▶ [What you need to do]:
a) Please reproduce the gift-ideas thread starting at the words "Would be fun" and stopping after "(Sep 24, 2009)", replacing "fun" with "nice".
b) Gather every line of the records that contains the string "hoodie", treating uppercase and lowercase as different.

═════ Selected extract

How about a family membership at "24 Hour Fitness"... one with a swimming pool & ALL?

Would be fun (it sounds) and would help you both from the steep fall as the result of going "Over the hill"!  

Just a thought…


----------



## lumberdustjohn (Sep 24, 2009)

How about a movie or a slide show to play on his computer. Of old photos friends and family. With back ground music of his favorite songs.
Good luck!


----------



## Johnny_Yuma (Nov 29, 2009)

Buy a UTV/ side-by-side!


----------



## SouthpawCA (Jul 19, 2009)

My wife took me on a helicopter tour of San Francisco and along the coast. It was a total surprise and I loved every minute of it. I also got to sit up in front - I was such a kid that day. So, maybe forget about what he does or has … give him an unexpected once in a lifetime event.


----------



## richgreer (Dec 25, 2009)

I am a licensed private pilot and I have always been interested in flying gliders. One year my wife got me a birthday present of a couple of glider lessons. $2,000 and 20 hours of lessons later I had my license for flying gliders. That was in CA and I have not flown a glider since leaving CA in '95. Not many gliders in Iowa.


----------



## dbhost (Jul 20, 2009)

I am stunned I didn't think of this earlier… For me at least, the one thing I want most as a gift, is not having to worry about doing ANYTHING but enjoying time with my wife. In our case that would involve putting off some chores, getting a pet sitter, and getting my BIL to one of my other in laws places for a weekend. (He is staying with us due to health reasons, not that I have a problem, but, well LOML and I have to be… really quiet enjoying each other…), Honestly, a weekend away with no in laws, none of my side of the family, no pets, no nothing, just her, me, a campfire, a tent, and a nice clear stream, no cell phones none of that crap. That would be heaven…


----------



## wizzardofwood (Jul 18, 2010)

══════════
═════ Data excerpts

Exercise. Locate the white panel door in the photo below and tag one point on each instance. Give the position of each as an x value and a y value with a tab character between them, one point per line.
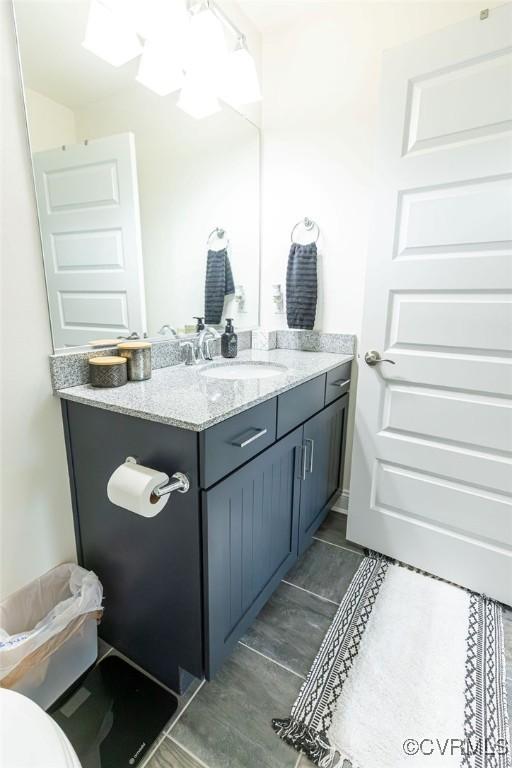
88	204
432	464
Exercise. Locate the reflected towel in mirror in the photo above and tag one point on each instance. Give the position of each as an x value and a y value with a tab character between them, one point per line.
218	284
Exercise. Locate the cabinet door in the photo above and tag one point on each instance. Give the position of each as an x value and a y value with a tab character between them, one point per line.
323	446
250	529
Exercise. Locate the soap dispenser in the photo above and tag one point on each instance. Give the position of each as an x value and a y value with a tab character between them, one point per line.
229	340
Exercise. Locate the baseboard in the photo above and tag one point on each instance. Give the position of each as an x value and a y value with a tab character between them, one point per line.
341	503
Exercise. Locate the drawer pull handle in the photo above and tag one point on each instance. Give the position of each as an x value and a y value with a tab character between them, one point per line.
340	383
241	443
311	444
302	462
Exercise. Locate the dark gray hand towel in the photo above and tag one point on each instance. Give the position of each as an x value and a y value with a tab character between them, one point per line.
301	286
219	283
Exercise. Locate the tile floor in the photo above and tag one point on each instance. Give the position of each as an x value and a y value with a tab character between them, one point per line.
226	723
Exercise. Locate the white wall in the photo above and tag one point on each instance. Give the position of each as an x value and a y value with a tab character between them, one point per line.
194	175
320	83
36	530
50	124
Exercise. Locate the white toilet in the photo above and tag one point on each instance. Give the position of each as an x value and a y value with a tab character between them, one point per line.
29	738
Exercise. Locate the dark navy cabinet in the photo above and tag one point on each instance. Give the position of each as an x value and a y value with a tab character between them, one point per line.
323	439
182	587
250	528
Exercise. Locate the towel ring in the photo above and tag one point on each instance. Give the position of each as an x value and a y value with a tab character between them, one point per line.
309	225
221	234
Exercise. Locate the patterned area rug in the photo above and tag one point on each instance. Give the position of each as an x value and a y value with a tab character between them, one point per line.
410	673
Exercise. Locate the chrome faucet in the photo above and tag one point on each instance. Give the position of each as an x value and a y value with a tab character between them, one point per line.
168	330
206	338
190	353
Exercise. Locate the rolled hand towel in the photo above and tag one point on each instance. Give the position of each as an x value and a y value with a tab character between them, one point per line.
301	286
218	284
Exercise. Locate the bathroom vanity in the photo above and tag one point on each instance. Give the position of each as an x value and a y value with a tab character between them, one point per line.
263	457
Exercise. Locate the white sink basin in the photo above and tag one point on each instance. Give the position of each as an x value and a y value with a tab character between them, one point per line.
244	370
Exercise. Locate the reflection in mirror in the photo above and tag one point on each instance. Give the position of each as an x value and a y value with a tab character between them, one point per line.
148	215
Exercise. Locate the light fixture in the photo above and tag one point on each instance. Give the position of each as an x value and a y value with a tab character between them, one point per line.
160	69
238	79
196	98
184	47
109	35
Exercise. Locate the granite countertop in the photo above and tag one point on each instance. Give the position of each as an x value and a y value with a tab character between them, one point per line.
181	396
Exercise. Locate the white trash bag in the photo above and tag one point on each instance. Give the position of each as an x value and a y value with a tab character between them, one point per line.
42	617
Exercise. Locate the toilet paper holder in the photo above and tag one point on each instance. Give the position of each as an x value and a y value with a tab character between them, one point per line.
178	482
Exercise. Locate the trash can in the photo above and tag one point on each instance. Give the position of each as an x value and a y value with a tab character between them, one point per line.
48	633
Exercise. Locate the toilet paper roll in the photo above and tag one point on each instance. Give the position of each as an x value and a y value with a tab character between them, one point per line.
131	487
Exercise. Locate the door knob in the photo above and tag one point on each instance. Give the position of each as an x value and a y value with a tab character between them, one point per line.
373	358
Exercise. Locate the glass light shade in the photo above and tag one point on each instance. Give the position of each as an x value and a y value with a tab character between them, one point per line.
196	99
159	69
238	79
206	45
109	36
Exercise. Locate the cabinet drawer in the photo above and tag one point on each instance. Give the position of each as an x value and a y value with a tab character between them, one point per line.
298	404
337	382
228	445
250	532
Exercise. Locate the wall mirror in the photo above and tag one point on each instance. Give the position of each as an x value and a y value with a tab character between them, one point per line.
148	200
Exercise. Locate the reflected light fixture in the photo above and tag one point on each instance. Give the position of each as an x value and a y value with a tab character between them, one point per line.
239	80
160	69
109	35
184	48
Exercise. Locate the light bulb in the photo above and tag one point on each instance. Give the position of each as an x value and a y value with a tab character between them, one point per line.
159	69
109	36
238	79
196	98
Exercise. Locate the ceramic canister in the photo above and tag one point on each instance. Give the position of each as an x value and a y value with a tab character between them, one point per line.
107	371
138	357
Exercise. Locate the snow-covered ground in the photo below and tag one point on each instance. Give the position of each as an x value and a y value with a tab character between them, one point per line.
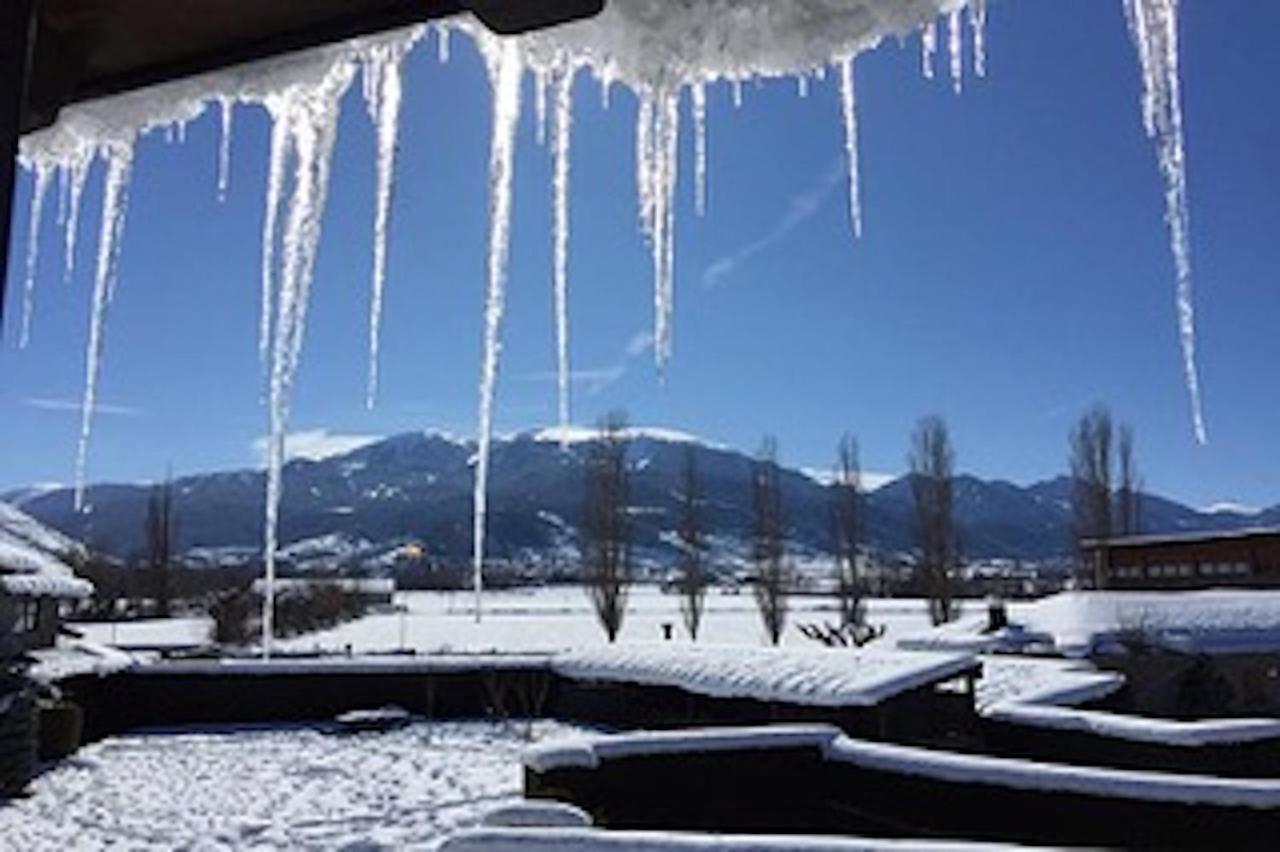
549	619
278	787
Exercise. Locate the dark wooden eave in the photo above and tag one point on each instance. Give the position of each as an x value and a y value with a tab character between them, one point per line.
54	53
86	49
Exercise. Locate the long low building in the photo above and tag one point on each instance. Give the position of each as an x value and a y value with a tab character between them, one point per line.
1242	558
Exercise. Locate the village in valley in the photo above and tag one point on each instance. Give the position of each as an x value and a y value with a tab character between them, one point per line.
612	636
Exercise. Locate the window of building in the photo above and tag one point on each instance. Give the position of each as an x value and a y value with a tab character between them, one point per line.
28	615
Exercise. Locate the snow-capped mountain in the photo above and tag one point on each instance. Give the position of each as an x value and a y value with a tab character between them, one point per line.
359	507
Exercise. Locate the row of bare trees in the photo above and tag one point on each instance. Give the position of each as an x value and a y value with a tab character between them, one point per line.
1106	489
607	530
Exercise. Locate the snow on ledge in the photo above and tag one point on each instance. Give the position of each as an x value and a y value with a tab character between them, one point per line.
830	677
1056	778
584	839
586	752
1168	732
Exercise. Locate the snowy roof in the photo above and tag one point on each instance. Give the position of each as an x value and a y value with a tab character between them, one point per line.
1169	732
32	559
822	677
586	839
1182	537
72	658
1009	678
1220	621
926	763
586	752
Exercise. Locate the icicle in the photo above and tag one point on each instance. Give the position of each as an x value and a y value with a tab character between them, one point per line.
383	77
28	291
659	205
224	149
699	102
540	105
955	49
644	160
442	36
277	109
504	73
115	195
561	132
64	191
928	46
78	174
307	123
1153	26
849	108
978	23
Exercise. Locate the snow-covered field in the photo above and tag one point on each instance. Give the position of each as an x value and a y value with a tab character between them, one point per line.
548	619
275	787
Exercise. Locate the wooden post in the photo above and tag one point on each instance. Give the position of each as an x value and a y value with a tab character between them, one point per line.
17	24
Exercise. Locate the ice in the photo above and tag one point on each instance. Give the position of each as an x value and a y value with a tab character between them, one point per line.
955	49
1153	26
928	47
561	142
698	96
119	164
978	23
224	146
383	77
309	114
506	69
849	108
39	191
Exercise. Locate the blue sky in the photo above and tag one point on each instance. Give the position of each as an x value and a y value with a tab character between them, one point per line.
1014	269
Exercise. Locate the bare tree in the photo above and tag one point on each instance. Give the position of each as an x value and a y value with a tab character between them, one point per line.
769	540
160	540
1129	493
693	545
932	465
1091	450
1106	489
846	520
606	523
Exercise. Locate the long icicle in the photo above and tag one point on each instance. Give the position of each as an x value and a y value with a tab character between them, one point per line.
561	133
504	72
224	147
115	196
698	97
78	174
849	108
978	24
40	188
955	49
309	119
383	73
1153	26
280	147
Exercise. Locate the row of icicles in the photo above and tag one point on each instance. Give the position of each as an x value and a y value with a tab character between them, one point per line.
304	128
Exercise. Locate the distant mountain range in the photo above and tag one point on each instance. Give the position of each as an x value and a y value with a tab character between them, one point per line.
365	505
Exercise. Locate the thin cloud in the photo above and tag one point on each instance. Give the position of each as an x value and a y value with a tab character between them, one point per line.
45	403
316	444
597	379
800	209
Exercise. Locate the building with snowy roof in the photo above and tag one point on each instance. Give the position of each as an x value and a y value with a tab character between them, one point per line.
1238	558
36	580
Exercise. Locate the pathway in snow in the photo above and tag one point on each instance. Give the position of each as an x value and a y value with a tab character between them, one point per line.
274	787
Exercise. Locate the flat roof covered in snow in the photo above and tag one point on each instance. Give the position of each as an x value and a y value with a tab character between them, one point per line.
822	677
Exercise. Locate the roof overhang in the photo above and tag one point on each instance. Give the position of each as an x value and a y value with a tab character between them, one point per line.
85	49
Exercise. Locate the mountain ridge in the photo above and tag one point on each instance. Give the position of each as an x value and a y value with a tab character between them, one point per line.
416	486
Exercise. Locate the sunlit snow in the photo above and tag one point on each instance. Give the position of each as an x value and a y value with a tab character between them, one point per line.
657	49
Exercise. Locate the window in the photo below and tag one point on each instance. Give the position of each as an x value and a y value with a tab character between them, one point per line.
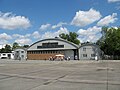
84	55
22	56
22	51
92	55
84	49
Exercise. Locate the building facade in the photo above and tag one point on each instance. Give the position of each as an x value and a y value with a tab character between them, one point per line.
90	52
20	54
6	55
44	49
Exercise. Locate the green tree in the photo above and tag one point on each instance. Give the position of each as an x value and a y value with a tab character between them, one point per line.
72	37
6	49
15	45
110	41
25	46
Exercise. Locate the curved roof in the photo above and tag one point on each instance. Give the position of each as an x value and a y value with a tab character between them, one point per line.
89	44
58	39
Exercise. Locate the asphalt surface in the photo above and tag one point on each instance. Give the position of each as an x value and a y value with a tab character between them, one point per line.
59	75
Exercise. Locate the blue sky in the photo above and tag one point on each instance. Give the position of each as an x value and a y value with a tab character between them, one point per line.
27	21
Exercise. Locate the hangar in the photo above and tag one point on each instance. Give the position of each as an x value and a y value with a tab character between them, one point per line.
44	49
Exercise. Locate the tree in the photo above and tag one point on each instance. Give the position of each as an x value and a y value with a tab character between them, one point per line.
72	37
25	46
6	49
15	45
110	41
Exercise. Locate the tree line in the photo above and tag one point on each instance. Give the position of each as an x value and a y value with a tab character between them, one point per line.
9	48
109	43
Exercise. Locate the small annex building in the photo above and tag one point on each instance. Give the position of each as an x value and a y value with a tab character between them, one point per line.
20	54
44	49
9	55
90	51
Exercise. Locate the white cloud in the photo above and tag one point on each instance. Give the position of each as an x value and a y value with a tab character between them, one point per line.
45	26
36	35
23	41
54	34
60	24
91	34
107	20
10	21
5	36
83	18
113	1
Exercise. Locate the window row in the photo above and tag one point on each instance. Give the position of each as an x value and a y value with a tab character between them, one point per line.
85	55
44	52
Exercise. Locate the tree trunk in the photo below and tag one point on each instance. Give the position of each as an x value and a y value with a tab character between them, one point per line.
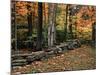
93	32
66	33
51	26
39	27
30	24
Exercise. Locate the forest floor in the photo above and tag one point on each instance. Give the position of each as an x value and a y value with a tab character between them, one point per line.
83	58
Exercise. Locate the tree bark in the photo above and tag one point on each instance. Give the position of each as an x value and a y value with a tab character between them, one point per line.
39	27
51	26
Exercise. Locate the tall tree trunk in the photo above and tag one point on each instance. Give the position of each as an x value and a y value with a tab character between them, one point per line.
39	27
30	24
66	33
51	26
93	32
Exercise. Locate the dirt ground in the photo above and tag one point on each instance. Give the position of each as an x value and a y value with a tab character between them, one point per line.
83	58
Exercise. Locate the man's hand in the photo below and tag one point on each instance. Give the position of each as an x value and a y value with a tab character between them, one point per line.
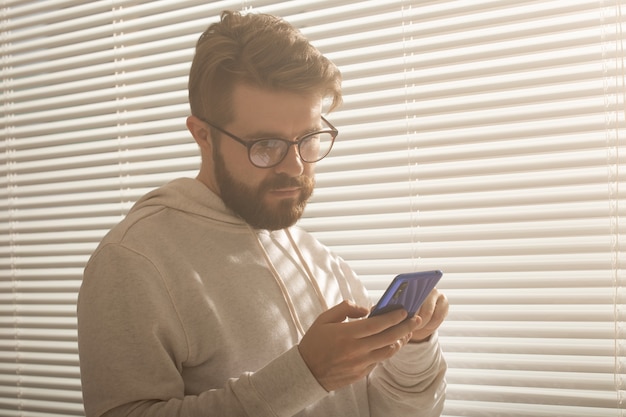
432	313
340	352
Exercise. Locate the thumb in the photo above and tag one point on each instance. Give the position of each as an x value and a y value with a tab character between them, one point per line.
343	310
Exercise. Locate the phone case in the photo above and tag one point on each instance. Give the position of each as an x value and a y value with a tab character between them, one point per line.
407	291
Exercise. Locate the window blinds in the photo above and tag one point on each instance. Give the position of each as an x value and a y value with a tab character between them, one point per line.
483	137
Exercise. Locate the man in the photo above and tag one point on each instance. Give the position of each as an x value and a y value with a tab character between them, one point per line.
205	301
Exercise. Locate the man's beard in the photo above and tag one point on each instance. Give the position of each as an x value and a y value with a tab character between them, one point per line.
248	202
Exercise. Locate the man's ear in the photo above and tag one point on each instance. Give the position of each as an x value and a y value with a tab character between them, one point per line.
200	132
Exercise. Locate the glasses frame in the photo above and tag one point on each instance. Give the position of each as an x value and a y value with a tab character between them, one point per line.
250	143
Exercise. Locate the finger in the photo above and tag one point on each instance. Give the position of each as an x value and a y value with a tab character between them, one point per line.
429	306
375	325
343	310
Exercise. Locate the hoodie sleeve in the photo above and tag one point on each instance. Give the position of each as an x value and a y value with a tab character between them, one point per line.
133	346
411	383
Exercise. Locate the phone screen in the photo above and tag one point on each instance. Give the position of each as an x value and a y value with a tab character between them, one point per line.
407	291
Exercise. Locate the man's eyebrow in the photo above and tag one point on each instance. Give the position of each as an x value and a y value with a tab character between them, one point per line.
266	134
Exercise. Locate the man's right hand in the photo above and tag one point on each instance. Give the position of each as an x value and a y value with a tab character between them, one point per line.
340	352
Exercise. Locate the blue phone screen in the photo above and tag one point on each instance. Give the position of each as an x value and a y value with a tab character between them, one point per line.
407	291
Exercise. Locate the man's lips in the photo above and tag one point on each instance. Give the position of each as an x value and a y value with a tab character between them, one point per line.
286	192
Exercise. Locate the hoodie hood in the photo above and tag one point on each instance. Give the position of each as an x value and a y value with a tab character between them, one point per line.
190	196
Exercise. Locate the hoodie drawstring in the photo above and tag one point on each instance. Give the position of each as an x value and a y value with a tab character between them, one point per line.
281	283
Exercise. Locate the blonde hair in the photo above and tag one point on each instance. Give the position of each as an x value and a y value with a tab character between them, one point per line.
263	51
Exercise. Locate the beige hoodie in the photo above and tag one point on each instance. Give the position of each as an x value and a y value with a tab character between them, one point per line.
186	311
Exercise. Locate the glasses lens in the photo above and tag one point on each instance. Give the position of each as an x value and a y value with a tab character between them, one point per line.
268	152
315	147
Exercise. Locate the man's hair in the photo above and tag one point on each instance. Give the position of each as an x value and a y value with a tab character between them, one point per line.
262	51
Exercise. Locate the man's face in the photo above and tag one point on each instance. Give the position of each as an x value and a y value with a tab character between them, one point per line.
266	198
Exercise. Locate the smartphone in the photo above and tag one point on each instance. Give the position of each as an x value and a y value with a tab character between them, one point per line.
407	291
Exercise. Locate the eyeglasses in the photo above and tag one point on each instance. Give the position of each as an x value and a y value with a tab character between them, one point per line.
269	152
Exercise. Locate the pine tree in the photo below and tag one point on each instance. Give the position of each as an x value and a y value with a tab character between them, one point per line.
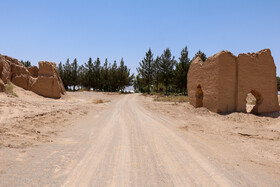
74	74
181	71
67	74
166	67
114	77
89	74
156	73
96	73
146	69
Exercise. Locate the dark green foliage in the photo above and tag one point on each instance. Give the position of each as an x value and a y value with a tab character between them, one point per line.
166	68
146	69
278	83
26	63
181	71
164	77
156	73
92	75
74	74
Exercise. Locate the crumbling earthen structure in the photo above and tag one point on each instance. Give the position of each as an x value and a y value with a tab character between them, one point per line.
223	82
44	81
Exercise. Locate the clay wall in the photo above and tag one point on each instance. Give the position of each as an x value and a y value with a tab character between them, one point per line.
204	74
226	80
257	73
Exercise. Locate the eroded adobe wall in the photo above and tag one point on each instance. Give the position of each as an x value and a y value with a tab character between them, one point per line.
217	77
257	73
205	75
44	81
227	81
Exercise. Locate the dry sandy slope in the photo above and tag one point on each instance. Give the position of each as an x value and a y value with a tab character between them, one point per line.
30	119
134	141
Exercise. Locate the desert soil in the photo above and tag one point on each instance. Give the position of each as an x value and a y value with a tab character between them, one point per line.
99	139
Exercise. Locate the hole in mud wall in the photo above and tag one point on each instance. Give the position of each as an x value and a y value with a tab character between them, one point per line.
253	101
199	97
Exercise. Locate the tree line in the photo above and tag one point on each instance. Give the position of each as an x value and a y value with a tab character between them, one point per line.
92	75
163	73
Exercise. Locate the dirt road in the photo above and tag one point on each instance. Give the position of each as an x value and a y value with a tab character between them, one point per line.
126	145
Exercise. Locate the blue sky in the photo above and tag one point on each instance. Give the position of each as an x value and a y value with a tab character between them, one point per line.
55	30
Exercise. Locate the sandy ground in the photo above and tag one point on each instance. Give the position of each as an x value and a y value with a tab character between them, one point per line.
133	141
30	119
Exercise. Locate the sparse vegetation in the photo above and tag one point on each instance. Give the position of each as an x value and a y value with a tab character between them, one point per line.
10	89
95	76
164	74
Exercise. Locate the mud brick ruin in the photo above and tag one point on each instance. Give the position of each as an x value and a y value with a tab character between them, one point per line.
44	81
223	81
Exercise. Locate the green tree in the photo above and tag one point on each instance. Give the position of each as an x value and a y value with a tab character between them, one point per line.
26	63
181	71
67	74
124	78
138	84
96	74
114	77
89	74
105	76
166	67
146	69
156	73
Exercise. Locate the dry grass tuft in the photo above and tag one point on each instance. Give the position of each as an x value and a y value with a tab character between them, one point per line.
10	89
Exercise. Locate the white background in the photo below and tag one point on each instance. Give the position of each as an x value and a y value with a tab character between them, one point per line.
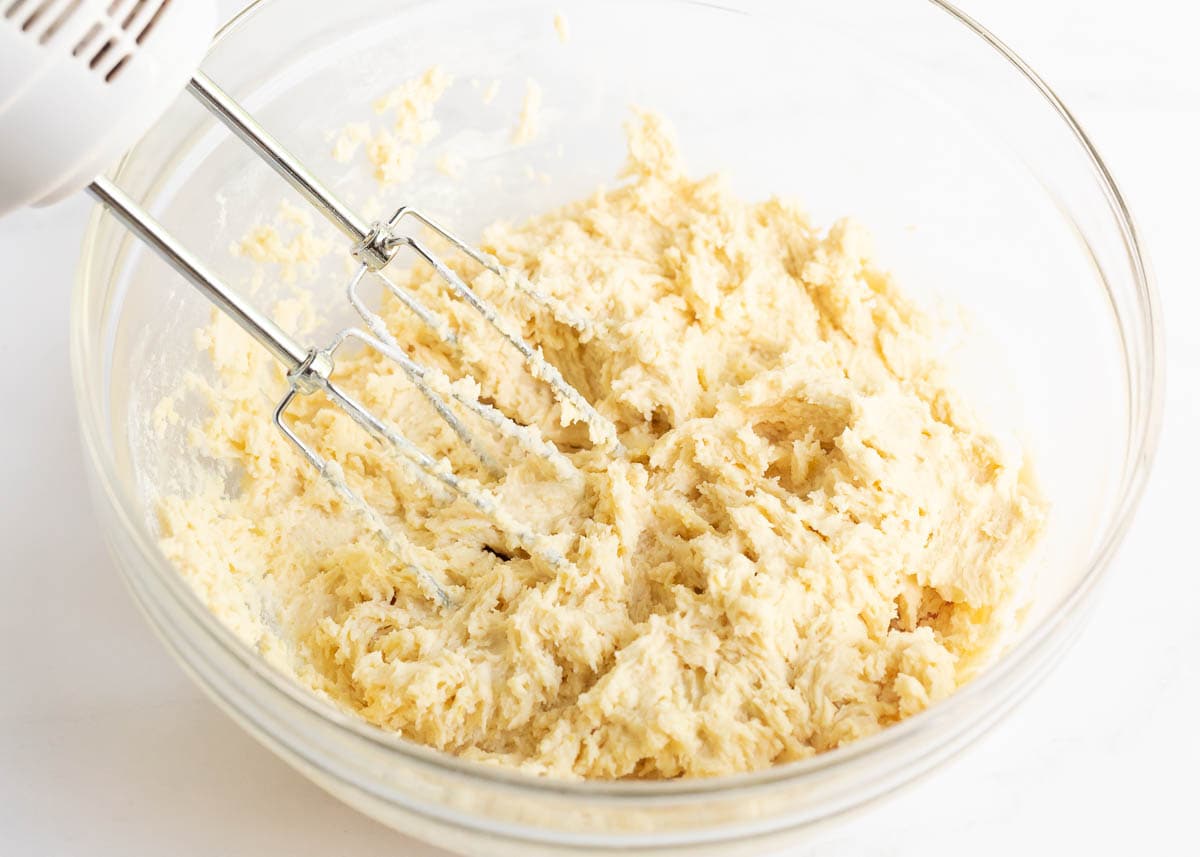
107	749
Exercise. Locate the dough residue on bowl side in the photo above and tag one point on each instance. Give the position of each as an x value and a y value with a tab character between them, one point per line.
809	539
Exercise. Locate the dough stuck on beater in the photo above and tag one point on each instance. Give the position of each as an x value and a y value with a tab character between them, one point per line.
809	539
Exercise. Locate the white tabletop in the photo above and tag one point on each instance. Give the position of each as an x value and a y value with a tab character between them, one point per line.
106	748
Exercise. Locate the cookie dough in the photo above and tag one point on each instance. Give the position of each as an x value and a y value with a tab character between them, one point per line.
809	539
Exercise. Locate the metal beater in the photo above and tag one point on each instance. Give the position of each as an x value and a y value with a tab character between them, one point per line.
59	53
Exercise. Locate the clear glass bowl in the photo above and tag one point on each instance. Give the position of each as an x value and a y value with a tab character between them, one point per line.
978	186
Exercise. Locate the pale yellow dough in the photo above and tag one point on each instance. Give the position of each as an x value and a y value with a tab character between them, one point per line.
810	537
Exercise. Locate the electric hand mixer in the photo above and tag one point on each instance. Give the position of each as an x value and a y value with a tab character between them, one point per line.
82	79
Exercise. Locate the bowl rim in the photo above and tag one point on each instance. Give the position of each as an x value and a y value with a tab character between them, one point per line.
1143	448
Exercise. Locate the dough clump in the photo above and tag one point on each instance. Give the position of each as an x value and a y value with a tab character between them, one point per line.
809	539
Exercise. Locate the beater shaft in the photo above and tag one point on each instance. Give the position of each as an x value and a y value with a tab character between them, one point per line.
310	369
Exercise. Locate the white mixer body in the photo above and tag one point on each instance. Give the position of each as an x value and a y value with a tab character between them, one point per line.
81	81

══════════

▶ [Complete answers]:
a)
Would be nice (it sounds) and would help you both from the steep fall as the result of going "Over the hill"!  

Just a thought…


----------



## lumberdustjohn (Sep 24, 2009)

b)
Exercise. Locate the hoodie sleeve in the photo above and tag one point on each instance. Give the position of each as an x value and a y value with a tab character between them, one point per line.
Exercise. Locate the hoodie hood in the photo above and tag one point on each instance. Give the position of each as an x value and a y value with a tab character between them, one point per line.
Exercise. Locate the hoodie drawstring in the photo above and tag one point on each instance. Give the position of each as an x value and a y value with a tab character between them, one point per line.
Exercise. Locate the beige hoodie in the photo above and tag one point on each instance. Give the position of each as an x value and a y value with a tab character between them, one point per line.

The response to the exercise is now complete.